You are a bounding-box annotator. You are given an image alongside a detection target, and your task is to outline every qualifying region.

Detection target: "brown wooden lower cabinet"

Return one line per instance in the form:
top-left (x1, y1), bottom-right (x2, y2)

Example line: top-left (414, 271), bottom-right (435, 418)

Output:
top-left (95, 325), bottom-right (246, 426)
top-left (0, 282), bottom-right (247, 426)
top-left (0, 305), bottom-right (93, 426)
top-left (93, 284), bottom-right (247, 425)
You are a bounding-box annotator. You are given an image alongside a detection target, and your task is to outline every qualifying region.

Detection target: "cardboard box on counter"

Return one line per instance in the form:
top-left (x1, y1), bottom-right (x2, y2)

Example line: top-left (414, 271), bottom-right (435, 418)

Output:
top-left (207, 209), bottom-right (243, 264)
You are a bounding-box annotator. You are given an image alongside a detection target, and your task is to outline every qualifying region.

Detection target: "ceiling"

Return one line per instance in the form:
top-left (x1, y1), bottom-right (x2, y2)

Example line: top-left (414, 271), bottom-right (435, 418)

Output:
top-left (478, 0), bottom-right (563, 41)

____________________

Write out the entire listing so that each line matches the original exactly.

You are a bounding-box annotator. You are given an image alongside a detection target, and your task is to outline every qualifying region.

Detection target: "brown wooden lower cabinet"

Return one line per instance in the form:
top-left (x1, y1), bottom-right (x2, y2)

Example line: top-left (414, 271), bottom-right (435, 418)

Output:
top-left (95, 325), bottom-right (246, 426)
top-left (0, 282), bottom-right (247, 426)
top-left (0, 305), bottom-right (93, 426)
top-left (93, 284), bottom-right (247, 425)
You are a bounding-box annotator. You are given an image alongside a detection target, and your task is to outline every qualifying region.

Detection target: "cardboard box on counter"

Return one line per instance in the form:
top-left (x1, y1), bottom-right (x2, y2)

Example line: top-left (414, 271), bottom-right (435, 418)

Output:
top-left (207, 209), bottom-right (243, 264)
You are a bounding-box annotator. You are given an image alongside a detection target, and your task is to outline every qualifying region.

Detection target: "ceiling"

Return one line per instance in the form:
top-left (x1, y1), bottom-right (x2, y2)

Example line: top-left (414, 271), bottom-right (435, 418)

Output:
top-left (478, 0), bottom-right (563, 41)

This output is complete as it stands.